▶ PASSAGE:
::::::::::

Bubble Gum: Not Just For Kids Anymore

***UPDATED: December 20, 2013*** While gum chewing can be a great habit, especially in terms of promoting oral health (see below), a new study has found that the sticky stuff may be to blame for chronic migraines and tension headaches in some teens.  The study, published in Pediatric Neurology, followed 30 young patients, all of whom were between the ages of six and 19, had chronic migraine or tension headaches, and chewed gum for at least an hour a day.  The author of the study, Dr. Nathan Watemberg, had 30 patients quit chewing gum for one month.  After that month, 19 of the 30 reported that their headaches had disappeared entirely, and seven had reported a decrease in frequency and intensity. In order to counter-test the results, the doctor asked those 26 to return to their old habits for two weeks.  All of them reported a return of their symptoms within days.  There are a couple of different theories behind the study (and others like it).  Some believe the headaches to be caused by the artificial sweetener in sugar-free gum, aspartame, whiles others blame stress put on the temporomandibular joint, or TMJ, from the constant chewing.  The author of this particular study leans toward the TMJ theory as it is known that overuse of the joint causes headaches.

::::::::::

▶ RECORDS SUPPLIED:
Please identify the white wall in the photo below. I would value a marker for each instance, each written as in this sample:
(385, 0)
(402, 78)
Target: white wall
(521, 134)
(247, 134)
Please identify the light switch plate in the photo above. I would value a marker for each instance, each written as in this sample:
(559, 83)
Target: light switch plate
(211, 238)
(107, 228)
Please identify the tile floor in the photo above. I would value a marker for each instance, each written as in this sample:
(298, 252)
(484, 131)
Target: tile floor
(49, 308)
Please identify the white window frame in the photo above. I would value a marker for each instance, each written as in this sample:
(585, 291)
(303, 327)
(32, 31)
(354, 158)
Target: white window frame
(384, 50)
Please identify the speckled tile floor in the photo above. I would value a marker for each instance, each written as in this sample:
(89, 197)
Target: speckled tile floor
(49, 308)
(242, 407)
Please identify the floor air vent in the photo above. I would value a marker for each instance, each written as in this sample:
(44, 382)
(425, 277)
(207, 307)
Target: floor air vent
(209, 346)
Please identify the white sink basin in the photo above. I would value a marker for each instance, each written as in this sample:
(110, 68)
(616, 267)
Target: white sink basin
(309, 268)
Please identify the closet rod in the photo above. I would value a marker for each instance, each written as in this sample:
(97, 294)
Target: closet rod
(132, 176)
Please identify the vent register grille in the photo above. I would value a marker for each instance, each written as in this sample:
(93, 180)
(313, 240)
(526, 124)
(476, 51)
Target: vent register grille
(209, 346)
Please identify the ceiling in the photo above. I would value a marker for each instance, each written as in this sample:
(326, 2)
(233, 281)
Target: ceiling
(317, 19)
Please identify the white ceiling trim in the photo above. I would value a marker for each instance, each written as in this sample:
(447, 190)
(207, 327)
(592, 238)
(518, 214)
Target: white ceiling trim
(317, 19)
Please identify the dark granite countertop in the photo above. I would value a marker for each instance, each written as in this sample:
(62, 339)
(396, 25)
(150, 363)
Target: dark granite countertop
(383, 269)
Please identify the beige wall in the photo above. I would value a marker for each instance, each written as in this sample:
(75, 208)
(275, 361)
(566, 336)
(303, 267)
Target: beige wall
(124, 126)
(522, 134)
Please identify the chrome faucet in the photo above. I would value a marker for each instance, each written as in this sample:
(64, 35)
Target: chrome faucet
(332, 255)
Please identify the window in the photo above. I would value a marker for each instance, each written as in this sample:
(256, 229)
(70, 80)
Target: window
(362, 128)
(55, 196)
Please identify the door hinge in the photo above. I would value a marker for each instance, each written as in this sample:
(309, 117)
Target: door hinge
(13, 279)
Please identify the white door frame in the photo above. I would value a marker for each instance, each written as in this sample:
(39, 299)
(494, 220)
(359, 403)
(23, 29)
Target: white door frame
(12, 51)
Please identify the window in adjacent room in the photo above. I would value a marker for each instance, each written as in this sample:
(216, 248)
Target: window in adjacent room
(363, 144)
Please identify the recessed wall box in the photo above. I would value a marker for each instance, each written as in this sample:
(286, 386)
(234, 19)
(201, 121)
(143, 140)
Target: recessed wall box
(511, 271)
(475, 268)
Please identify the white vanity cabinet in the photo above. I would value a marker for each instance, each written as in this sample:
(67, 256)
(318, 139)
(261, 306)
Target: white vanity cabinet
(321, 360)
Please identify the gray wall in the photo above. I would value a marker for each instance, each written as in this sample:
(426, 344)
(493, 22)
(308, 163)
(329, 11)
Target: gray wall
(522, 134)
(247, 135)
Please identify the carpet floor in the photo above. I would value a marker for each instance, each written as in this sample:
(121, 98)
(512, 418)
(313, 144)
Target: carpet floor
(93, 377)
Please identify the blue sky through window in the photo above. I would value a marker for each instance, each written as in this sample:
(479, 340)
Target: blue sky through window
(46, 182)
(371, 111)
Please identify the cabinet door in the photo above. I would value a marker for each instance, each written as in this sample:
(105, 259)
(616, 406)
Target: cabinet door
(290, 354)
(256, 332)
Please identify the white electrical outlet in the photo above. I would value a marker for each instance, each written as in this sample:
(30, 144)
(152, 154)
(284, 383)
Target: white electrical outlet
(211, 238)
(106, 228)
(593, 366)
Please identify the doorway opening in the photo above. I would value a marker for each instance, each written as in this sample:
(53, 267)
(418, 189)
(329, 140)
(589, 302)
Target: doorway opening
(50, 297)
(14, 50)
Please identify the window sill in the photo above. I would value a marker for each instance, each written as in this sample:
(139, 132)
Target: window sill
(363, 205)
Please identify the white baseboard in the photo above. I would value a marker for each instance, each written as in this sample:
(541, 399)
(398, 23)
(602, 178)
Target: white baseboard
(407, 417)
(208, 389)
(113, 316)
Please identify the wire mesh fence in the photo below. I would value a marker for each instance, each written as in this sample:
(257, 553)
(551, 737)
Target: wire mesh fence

::::::::::

Extend the article on gum chewing and headaches, starting after its last sentence. The rows come from a different source than the article on gum chewing.

When I think of bubble gum, a very vivid image of the Willy Wonka character, Violet Beauregarde, comes to mind.  You know the one; super-chatty little girl who loudly chomps on a piece of gum she claims she’s been working on for three straight months.  That is until she’s confronted with a new type of gum that Wonka is developing.  This amazing treat represents a three-course meal, which Violet thoroughly enjoys until reaching dessert, blueberry pie.  It’s at this point that her skin starts changing color and she swells into a giant human blueberry! Wonka did warn her that the gum was still under development.  That was always one of my favorite scenes.  As a kid, I enjoyed bubble gum as much as the next; grape Hubba Bubba was my favorite, for flavor and the giant bubbles it produced.  I still enjoy chewing gum, but I have to admit, my motives have changed.  I now enjoy the fresh breath it gives me, along with the slew of other dental benefits gum provides.  Read on to find out why gum isn’t just for kids anymore.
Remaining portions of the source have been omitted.